[YOUR TASK] Continue the biographical text about the Sambalpuri poet Haldhar Nag, starting right after its final sentence.

[[ EXCERPTED TEXT, beginning ]]

Dr. Haldhar Nag (; born 31 March 1950) is a Sambalpuri poet and writer from Bargarh, Odisha, India. Popularly known as "Lok kabi Ratna". He was awarded Padma Shri, the fourth highest civilian award of India by Government of India in 2016. He was born in a poor family of Ghens. He is best known for his work Kavyanjali, an anthology of English translation of Nag's selected poetry which was launched on 2 October 2016. Recently he released his 3rd volume of work on Kavyanjali. In 2019 Haldhar Nag was awarded Doctorate Degree by Sambalpur University. In the year 2020, Professor Jaishankar Babu, Head of the Department of Hindi, Pondicherry University, organized a two-day international seminar under the guidance of its Vice-Chancellor Professor Gurmeet Singh, in which "Haldhar Nag Ka kavya- Sansar" translated into Hindi from Sambalpuri by renowned Hindi writer-cum-transaltor  Dinesh Kumar Mali was released and there was an intensive discussion on his poems by the participants from India and abroad. In the year 2021, under joint editorship  Professor Jaishankar Babu and translator Dinesh Kumar Mali, the book "'Haldhar ke Lok-sahitya par vimarsh'" and the book "Ramayan prasangon par Haldhar ke Kavya aur yugin Vimarsh " translated by Dinesh Kumar Mali based on Ramayana contexts. published from Pandulipi  Prakashan, New Delhi.The popularity of these books Hindi Belt honored Haldhar Nag with Dr. Ram Manohar Tripathi Lok Seva Samman on the Silver Jubilee eve of Acharya Mahavir Prasad Dwivedi Smruti Sanrakshan Abhiyan under the leadership of Gaurav Awasthi in the auditorium of Firoz Gandhi College, Rae Bareli on date 12.11.22. The Indira Gandhi National Open University (IGNOU) has included a review of literary creations of Padma awardee and noted poet Haldhar Nag.
According to sources, students pursuing a Master of Arts (MA) in Folklore and Culture Studies will study folk literature by Nag in a course component titled, ‘Folklore: Canon, Multimediality, Interdisciplinarity, and Social Epistemology’ in their second year.The course book has described Nag as the true representative of orality in the present times. His creations have been reviewed in the category, ‘Case study of orality from East India’.“Nag has based his poems on his surroundings. Folklorists and folklore researchers are vulnerable to multiple challenges with regards to archiving, documentation, and dissemination of the folk material,” TOI reported writer Nandini Sahu, who has designed the MA course for IGNOU, as saying.Notably, writer Dinesh K Mali has written a chapter for the MA programme on Nag’s poetry.'

Sambalpur University is coming up with a compilation of his writings — Haldhar Granthabali-2 — which will be a part of its syllabus.

[[ EXCERPTED TEXT, end ]]
[[ DATASET ENTRIES, beginning ]]

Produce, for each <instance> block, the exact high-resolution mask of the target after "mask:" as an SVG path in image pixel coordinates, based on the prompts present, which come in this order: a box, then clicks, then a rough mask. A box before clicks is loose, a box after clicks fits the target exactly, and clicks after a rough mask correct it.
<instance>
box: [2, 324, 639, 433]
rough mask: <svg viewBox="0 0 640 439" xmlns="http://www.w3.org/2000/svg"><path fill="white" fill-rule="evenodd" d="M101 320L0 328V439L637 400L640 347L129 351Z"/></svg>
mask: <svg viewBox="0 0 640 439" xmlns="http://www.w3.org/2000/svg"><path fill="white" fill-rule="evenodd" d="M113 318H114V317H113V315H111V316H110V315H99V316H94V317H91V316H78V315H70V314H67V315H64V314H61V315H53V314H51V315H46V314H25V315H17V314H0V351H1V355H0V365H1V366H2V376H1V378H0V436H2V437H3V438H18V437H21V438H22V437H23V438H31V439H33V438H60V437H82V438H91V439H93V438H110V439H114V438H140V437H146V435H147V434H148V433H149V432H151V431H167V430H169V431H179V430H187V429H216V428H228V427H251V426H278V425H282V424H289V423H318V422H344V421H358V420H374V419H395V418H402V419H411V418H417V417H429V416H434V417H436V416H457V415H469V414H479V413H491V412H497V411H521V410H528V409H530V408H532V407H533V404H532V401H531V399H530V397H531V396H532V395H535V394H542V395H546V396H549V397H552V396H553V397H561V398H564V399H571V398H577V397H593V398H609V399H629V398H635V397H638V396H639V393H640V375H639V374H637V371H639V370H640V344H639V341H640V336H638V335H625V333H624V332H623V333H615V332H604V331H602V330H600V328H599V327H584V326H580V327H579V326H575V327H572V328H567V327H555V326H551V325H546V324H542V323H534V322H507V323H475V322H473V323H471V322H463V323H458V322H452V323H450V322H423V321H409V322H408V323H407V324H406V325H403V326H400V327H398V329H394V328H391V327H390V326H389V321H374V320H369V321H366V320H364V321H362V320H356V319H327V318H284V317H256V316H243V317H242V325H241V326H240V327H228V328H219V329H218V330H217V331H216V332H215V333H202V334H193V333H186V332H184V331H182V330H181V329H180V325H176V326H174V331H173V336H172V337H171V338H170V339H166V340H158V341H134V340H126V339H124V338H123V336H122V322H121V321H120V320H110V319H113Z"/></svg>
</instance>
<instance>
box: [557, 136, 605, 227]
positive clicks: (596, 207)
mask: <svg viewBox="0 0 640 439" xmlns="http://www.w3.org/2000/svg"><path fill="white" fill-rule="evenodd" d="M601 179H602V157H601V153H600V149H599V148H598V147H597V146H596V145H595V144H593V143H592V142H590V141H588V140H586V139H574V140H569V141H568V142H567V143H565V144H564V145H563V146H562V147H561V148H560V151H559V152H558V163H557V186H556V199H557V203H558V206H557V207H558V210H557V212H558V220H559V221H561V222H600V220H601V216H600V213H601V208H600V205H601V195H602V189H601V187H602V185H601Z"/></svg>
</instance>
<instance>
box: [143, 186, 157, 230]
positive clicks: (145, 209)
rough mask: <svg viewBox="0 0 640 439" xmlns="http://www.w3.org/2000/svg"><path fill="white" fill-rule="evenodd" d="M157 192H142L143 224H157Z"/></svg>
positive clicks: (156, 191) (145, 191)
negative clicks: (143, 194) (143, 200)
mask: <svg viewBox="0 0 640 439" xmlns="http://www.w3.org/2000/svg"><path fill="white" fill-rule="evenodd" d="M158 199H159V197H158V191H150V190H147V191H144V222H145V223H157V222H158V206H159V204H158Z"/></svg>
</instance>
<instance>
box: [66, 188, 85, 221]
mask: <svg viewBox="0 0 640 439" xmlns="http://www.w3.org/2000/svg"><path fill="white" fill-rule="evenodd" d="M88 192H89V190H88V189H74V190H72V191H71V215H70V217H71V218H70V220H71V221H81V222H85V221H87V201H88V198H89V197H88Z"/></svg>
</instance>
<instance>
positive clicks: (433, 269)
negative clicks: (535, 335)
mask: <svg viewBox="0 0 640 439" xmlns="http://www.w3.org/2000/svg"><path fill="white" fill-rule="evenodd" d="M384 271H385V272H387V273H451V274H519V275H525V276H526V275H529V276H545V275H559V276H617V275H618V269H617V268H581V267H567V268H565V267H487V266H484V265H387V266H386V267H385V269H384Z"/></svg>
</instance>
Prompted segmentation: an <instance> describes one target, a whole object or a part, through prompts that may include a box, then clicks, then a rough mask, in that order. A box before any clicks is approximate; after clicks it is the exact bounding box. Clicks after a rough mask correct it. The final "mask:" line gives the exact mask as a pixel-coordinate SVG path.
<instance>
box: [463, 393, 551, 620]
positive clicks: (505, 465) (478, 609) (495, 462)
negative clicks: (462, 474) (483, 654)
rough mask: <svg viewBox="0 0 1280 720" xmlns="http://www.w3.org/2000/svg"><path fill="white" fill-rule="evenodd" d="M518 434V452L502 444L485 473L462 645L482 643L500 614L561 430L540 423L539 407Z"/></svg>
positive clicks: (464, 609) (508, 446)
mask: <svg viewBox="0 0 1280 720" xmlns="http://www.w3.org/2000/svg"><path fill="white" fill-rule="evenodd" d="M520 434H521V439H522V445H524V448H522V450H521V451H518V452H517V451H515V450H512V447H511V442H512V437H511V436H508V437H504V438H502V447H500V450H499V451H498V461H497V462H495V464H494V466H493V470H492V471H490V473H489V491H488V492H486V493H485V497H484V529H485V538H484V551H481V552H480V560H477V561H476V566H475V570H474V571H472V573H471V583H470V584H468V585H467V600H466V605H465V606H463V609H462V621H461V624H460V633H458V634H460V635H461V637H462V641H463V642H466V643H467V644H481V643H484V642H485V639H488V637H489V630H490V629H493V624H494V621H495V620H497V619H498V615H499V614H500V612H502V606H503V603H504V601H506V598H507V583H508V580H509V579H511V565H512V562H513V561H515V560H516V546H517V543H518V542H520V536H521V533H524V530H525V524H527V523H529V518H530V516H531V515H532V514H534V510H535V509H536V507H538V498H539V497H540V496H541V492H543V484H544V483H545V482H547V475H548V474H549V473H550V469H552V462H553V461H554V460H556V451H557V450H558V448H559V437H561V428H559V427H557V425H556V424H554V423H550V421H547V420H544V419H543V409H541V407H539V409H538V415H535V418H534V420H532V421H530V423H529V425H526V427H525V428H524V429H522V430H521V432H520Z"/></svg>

[[ DATASET ENTRIES, end ]]

[OUTPUT BELOW]
Early life

He was born in a poor family of Ghens in Bargarh district of Odisha. At a very small age, he lost his only financially capable father due to which he had to do work for his family. He had to drop his school when he was studying in class 3. He had to work as a local dishwasher in a sweetmeat shop to feed his family, realizing his condition village head took him to high-school and there he worked as a cook for more than 10 years. He also opened a small stationery shop nearby the school, that too by taking a loan of ₨ 1000.

Though he is a awardee of Padma Shree which is of the highest award in India, he lives a simple life with just a shop and hawker, as his main source of income. He also sells Raag Chanaa (Indian snacks, especially in Western Odisha) in street.

Literary career
He has been compared to Gangadhar Meher for his Sambalpuri style of writing. The BBC made a documentary film about his life and works.
Dhodo Bargachh (The Old Banyan Tree) was published in a local magazine, which was one of his first Poem. His literary works mostly include a fighter in his own right, social reformation through protecting human dignity.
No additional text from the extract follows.